Extrait du document:
Avant de voir le sort que Boyle va réserver à sa clique 20 ans après, il n’était pas inutile de se replonger dans ce film culte, pas revu depuis sa sortie…


Entreprise risquée s’il en est : parce que du film, il me restait surtout la BO, une tranche bien dense de quinze année de la quintessence british, et que voir certains morceaux saucissonnés ou au service d’un clip blafard n’allait pas leur faire du bien ; parce que, surtout, en deux décennies, Danny Boyle est devenu le cinéaste que l’on sait, et que voir son œuvre de jeunesse sera – même involontairement - surtout l’occasion de guetter les signes avant-coureurs de ses défauts, à savoir ce maniérisme formel poseur et clinquant.


Le film n’échappe donc pas à cette cruelle conversation avec mon moi jeune. Commençons tout de même, en toute bienveillance, à lui reconnaître les qualités qui lui restent.

Lignes de données:
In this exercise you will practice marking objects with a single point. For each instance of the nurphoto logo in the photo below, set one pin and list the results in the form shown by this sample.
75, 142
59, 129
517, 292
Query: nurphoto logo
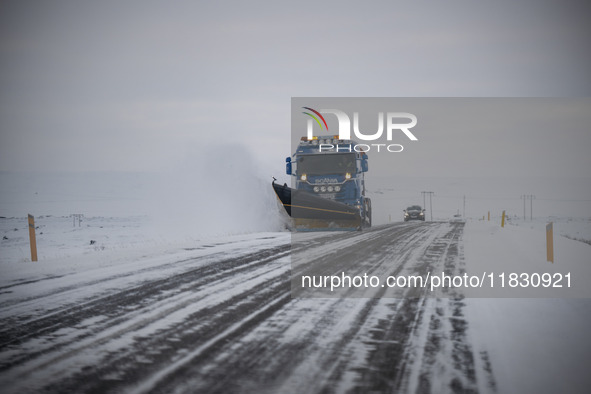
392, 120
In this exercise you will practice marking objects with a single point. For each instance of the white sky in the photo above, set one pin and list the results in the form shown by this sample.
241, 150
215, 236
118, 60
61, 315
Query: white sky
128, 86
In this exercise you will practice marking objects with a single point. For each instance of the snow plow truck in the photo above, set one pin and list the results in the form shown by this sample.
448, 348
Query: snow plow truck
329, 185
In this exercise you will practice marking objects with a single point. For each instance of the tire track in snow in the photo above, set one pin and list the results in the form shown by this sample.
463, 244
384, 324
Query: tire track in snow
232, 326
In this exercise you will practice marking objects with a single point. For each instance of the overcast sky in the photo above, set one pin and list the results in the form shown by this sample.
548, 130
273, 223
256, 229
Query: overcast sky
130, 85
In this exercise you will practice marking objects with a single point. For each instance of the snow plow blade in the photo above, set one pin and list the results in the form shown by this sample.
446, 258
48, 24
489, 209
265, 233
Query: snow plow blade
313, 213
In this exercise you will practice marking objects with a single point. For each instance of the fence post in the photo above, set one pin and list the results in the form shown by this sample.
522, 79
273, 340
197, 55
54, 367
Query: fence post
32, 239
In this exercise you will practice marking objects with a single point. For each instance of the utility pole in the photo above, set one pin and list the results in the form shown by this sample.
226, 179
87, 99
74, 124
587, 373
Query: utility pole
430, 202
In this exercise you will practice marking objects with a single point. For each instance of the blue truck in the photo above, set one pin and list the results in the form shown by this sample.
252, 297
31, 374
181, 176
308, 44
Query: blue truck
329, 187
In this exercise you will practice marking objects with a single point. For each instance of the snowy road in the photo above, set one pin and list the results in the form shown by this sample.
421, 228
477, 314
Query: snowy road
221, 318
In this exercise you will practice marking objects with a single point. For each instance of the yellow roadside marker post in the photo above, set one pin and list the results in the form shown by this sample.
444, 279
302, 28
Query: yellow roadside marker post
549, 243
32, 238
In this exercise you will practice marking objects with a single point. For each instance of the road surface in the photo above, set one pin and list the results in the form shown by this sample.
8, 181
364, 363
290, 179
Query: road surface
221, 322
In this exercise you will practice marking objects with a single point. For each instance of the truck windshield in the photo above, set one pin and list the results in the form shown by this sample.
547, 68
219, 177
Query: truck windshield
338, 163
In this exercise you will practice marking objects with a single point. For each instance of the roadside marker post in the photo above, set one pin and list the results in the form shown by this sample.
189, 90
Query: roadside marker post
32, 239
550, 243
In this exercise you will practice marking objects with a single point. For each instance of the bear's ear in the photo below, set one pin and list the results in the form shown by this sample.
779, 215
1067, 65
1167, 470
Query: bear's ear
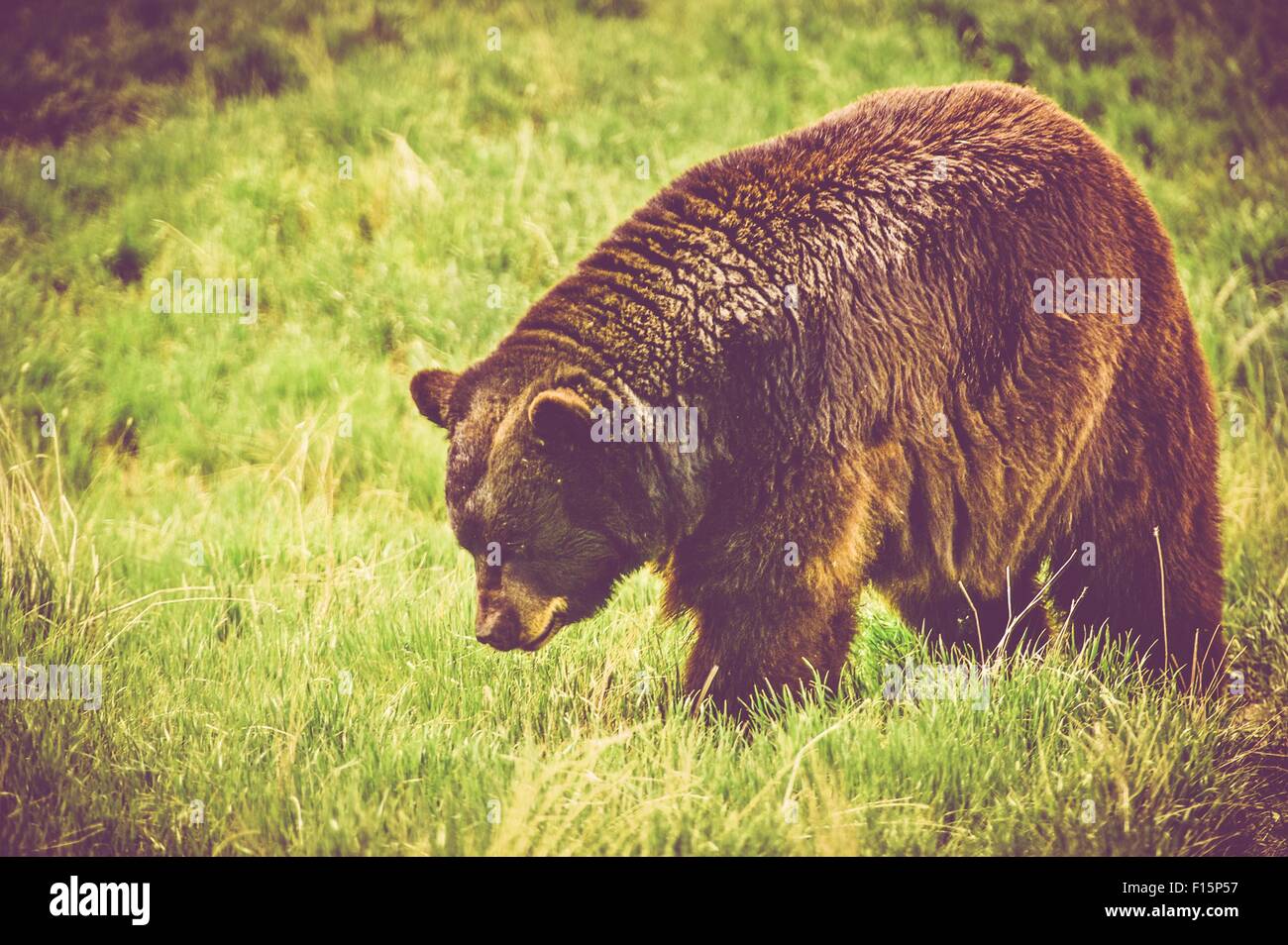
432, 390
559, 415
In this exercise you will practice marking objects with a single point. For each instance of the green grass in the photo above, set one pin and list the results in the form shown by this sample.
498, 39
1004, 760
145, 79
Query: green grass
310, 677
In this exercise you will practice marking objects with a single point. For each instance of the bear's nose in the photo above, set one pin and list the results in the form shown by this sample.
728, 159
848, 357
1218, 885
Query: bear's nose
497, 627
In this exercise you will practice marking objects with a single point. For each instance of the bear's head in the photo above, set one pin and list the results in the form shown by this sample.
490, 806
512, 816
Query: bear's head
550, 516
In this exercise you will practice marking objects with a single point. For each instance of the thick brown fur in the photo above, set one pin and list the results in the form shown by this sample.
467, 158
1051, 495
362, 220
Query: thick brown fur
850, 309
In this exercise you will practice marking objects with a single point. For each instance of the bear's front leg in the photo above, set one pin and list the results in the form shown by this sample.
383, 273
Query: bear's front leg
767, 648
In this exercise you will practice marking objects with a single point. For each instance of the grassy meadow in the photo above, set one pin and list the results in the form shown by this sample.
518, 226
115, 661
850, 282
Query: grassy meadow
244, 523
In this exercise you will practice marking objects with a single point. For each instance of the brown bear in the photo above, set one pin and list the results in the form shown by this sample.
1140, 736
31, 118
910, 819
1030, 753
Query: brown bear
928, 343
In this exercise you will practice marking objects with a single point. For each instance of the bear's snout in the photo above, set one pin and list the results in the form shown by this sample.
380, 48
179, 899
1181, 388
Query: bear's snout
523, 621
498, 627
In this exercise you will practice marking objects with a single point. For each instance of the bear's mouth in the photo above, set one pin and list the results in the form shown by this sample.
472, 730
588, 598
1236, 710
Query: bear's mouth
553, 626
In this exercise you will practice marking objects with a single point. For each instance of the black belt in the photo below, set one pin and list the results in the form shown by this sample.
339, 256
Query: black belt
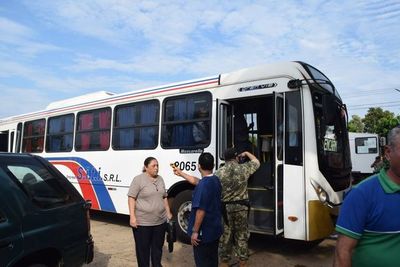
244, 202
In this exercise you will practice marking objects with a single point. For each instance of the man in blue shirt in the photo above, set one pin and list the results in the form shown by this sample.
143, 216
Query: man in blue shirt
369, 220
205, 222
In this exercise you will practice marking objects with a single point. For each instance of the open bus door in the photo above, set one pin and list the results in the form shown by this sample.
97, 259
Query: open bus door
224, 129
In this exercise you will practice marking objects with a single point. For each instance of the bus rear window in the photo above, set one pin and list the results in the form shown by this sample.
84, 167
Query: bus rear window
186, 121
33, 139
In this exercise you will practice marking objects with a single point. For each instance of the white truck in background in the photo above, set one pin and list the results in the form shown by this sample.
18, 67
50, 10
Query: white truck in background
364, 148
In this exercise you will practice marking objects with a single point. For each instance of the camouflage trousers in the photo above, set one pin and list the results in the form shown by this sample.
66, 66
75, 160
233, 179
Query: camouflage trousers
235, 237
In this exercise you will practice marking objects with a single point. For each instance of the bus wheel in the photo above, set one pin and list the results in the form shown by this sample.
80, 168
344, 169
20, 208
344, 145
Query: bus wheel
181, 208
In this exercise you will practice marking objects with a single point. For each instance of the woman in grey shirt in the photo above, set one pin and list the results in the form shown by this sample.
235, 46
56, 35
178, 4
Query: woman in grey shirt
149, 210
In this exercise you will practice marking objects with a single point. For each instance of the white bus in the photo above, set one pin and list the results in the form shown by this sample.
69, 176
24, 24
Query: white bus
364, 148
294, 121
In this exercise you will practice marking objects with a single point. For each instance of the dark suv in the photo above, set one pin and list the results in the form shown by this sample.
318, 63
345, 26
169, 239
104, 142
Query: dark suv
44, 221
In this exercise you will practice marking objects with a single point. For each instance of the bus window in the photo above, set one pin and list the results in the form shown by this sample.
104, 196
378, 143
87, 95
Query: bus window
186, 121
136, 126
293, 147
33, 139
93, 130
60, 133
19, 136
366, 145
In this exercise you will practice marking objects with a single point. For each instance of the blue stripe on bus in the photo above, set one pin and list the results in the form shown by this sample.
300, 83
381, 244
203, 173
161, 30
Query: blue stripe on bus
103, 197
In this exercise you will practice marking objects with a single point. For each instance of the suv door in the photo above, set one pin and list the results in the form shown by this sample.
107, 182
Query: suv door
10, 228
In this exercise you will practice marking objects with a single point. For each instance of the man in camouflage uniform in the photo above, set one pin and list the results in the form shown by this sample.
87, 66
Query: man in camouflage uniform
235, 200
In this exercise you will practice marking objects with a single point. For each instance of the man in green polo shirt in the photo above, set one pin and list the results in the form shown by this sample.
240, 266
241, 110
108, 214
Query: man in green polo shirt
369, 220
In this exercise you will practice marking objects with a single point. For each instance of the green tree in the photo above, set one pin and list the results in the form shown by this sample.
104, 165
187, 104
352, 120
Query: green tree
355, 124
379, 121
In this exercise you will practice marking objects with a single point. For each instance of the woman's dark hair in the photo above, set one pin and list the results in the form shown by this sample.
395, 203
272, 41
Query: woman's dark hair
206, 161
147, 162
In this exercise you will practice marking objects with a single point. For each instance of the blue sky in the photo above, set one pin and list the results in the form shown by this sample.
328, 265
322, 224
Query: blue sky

Travail demandé: Reproduisez à l'identique le passage de la critique de film qui commence aux mots « Entreprise risquée s’il » et s'arrête après « poseur et clinquant. ».

Résultat de l'exercice:
Entreprise risquée s’il en est : parce que du film, il me restait surtout la BO, une tranche bien dense de quinze année de la quintessence british, et que voir certains morceaux saucissonnés ou au service d’un clip blafard n’allait pas leur faire du bien ; parce que, surtout, en deux décennies, Danny Boyle est devenu le cinéaste que l’on sait, et que voir son œuvre de jeunesse sera – même involontairement - surtout l’occasion de guetter les signes avant-coureurs de ses défauts, à savoir ce maniérisme formel poseur et clinquant.